[Object position labeling entries]
------------------------

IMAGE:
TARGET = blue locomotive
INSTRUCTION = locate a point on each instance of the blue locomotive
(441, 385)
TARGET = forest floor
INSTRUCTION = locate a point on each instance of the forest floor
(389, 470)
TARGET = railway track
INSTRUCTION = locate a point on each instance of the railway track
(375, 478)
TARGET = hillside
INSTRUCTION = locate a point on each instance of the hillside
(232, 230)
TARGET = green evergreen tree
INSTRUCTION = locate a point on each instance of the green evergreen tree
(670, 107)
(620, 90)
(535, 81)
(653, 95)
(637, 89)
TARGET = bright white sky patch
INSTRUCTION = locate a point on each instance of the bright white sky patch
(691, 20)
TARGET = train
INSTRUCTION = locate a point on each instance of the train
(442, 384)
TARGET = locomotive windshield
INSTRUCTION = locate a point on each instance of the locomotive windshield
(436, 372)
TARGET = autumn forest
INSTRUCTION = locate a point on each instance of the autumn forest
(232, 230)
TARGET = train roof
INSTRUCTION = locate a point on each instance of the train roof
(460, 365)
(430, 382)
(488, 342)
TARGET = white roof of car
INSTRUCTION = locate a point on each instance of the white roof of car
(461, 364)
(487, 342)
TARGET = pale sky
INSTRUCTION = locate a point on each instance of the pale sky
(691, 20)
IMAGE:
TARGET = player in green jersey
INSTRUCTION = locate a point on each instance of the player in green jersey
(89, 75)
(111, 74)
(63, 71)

------------------------

◆ **What you should do**
Print the listing above in its entirety, with every line exact.

◆ **Output**
IMAGE:
TARGET = blue locomotive
INSTRUCTION = locate a point on each instance of the blue locomotive
(441, 385)
TARGET = forest floor
INSTRUCTION = locate a point on each instance of the forest floor
(389, 470)
TARGET = railway track
INSTRUCTION = locate a point on each instance of the railway track
(375, 478)
TARGET = hillside
INSTRUCTION = locate a point on each instance of the hillside
(232, 230)
TARGET = green evergreen tree
INSTRUCTION = locate a point on each instance of the green evergreen tree
(670, 107)
(620, 90)
(535, 81)
(653, 95)
(637, 89)
TARGET = bright white sky patch
INSTRUCTION = locate a point on each instance of the bright white sky patch
(691, 20)
TARGET = train
INSTRUCTION = locate a point on each instance of the train
(442, 384)
TARGET = locomotive windshield
INSTRUCTION = locate a point on each instance of the locomotive windshield
(436, 372)
TARGET = autumn forest
INSTRUCTION = locate a point on each instance of the autumn forest
(232, 230)
TARGET = train roof
INSTRUCTION = locate a point on each instance of the train roof
(460, 365)
(430, 382)
(488, 342)
TARGET = white roof of car
INSTRUCTION = locate a point on each instance of the white roof of car
(461, 364)
(487, 342)
TARGET = pale sky
INSTRUCTION = locate a point on each instance of the pale sky
(691, 20)
IMAGE:
TARGET = player in green jersey
INSTRUCTION = locate a point on each instance of the player in green jersey
(89, 75)
(111, 74)
(63, 71)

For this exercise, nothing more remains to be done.